* [Document passage]:
*-*-*
‘Intactivists’ On Track To Force Bill Banning Circumcision In Denmark

Graphic by Angelie Zaslavsky
VIENNA (JTA) — Danish anti-circumcision activists have collected nearly 20,000 signatures out of the 50,000 they need to create a bill proposing to ban non-medical circumcision for boys.
With another five months to collect the remaining 30,000 signatures, the petition by the group Denmark Intact appears likely to reach its goal of forcing a vote in parliament that would set 18 as the minimum age for the procedure.
According to regulations passed in January, petitions approved for posting on the Folketinget, or Citizen Proposal, website are brought to a vote if they receive 50,000 signatures with six months of their appearance. The petition, which Denmark Intact is promoting on social networks, was launched on Feb. 1.
The petition proposes a punishment of up to six years in prison for any person who “physically assaults, with or without consent, mutilates or otherwise removes external sex organs in whole or in part” from children younger than 18.
*-*-*
* [The data]:
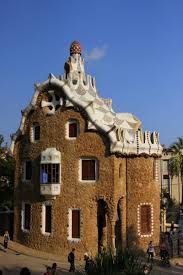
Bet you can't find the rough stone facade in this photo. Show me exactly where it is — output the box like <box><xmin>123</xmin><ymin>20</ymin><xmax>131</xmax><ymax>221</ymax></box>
<box><xmin>13</xmin><ymin>42</ymin><xmax>160</xmax><ymax>255</ymax></box>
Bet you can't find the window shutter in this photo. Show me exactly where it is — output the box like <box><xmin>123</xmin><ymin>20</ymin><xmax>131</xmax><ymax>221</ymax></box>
<box><xmin>69</xmin><ymin>122</ymin><xmax>77</xmax><ymax>137</ymax></box>
<box><xmin>24</xmin><ymin>204</ymin><xmax>31</xmax><ymax>230</ymax></box>
<box><xmin>25</xmin><ymin>161</ymin><xmax>32</xmax><ymax>180</ymax></box>
<box><xmin>141</xmin><ymin>205</ymin><xmax>151</xmax><ymax>234</ymax></box>
<box><xmin>72</xmin><ymin>210</ymin><xmax>80</xmax><ymax>238</ymax></box>
<box><xmin>34</xmin><ymin>125</ymin><xmax>40</xmax><ymax>141</ymax></box>
<box><xmin>82</xmin><ymin>159</ymin><xmax>96</xmax><ymax>180</ymax></box>
<box><xmin>45</xmin><ymin>205</ymin><xmax>51</xmax><ymax>233</ymax></box>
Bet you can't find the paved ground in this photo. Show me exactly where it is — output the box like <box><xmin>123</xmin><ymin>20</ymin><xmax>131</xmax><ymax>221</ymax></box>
<box><xmin>0</xmin><ymin>247</ymin><xmax>79</xmax><ymax>275</ymax></box>
<box><xmin>0</xmin><ymin>240</ymin><xmax>183</xmax><ymax>275</ymax></box>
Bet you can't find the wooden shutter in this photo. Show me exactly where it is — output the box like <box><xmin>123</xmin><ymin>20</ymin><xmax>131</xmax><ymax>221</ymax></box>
<box><xmin>141</xmin><ymin>205</ymin><xmax>151</xmax><ymax>235</ymax></box>
<box><xmin>45</xmin><ymin>205</ymin><xmax>51</xmax><ymax>233</ymax></box>
<box><xmin>69</xmin><ymin>122</ymin><xmax>77</xmax><ymax>137</ymax></box>
<box><xmin>24</xmin><ymin>204</ymin><xmax>31</xmax><ymax>230</ymax></box>
<box><xmin>82</xmin><ymin>159</ymin><xmax>96</xmax><ymax>180</ymax></box>
<box><xmin>34</xmin><ymin>125</ymin><xmax>40</xmax><ymax>140</ymax></box>
<box><xmin>25</xmin><ymin>161</ymin><xmax>32</xmax><ymax>180</ymax></box>
<box><xmin>72</xmin><ymin>210</ymin><xmax>80</xmax><ymax>238</ymax></box>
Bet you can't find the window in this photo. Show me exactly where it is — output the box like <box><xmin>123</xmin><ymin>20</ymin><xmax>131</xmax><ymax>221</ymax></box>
<box><xmin>140</xmin><ymin>204</ymin><xmax>151</xmax><ymax>235</ymax></box>
<box><xmin>23</xmin><ymin>160</ymin><xmax>32</xmax><ymax>181</ymax></box>
<box><xmin>67</xmin><ymin>120</ymin><xmax>79</xmax><ymax>139</ymax></box>
<box><xmin>22</xmin><ymin>203</ymin><xmax>31</xmax><ymax>231</ymax></box>
<box><xmin>69</xmin><ymin>209</ymin><xmax>81</xmax><ymax>240</ymax></box>
<box><xmin>33</xmin><ymin>123</ymin><xmax>40</xmax><ymax>141</ymax></box>
<box><xmin>30</xmin><ymin>122</ymin><xmax>40</xmax><ymax>142</ymax></box>
<box><xmin>163</xmin><ymin>160</ymin><xmax>169</xmax><ymax>175</ymax></box>
<box><xmin>40</xmin><ymin>148</ymin><xmax>61</xmax><ymax>184</ymax></box>
<box><xmin>42</xmin><ymin>204</ymin><xmax>52</xmax><ymax>234</ymax></box>
<box><xmin>81</xmin><ymin>159</ymin><xmax>98</xmax><ymax>181</ymax></box>
<box><xmin>162</xmin><ymin>175</ymin><xmax>170</xmax><ymax>192</ymax></box>
<box><xmin>119</xmin><ymin>163</ymin><xmax>122</xmax><ymax>178</ymax></box>
<box><xmin>72</xmin><ymin>210</ymin><xmax>80</xmax><ymax>239</ymax></box>
<box><xmin>41</xmin><ymin>163</ymin><xmax>60</xmax><ymax>183</ymax></box>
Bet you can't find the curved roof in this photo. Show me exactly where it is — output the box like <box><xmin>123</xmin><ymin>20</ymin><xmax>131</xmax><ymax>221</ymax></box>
<box><xmin>11</xmin><ymin>50</ymin><xmax>162</xmax><ymax>155</ymax></box>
*-*-*
* [Exercises]:
1. Decide whether each statement agrees with the Danish circumcision article, answering yes or no and quoting the deciding words: (a) The petition was launched on Feb. 1. (b) The proposed bill would make 16 the minimum age for the procedure. (c) The petition proposes a prison sentence of up to six years.
2. According to the Danish circumcision article, why does the Denmark Intact petition appear likely to force a vote in parliament? Answer in one to three sentences.
The rows have no connection to the Danish circumcision article.

* [Outputs by task]:
1.
(a) Yes: "was launched on Feb. 1."
(b) No: "set 18 as the minimum age for the procedure"
(c) Yes: "a punishment of up to six years in prison"

2. The activists have already collected nearly 20,000 of the 50,000 signatures needed. They have another five months to collect the remaining 30,000.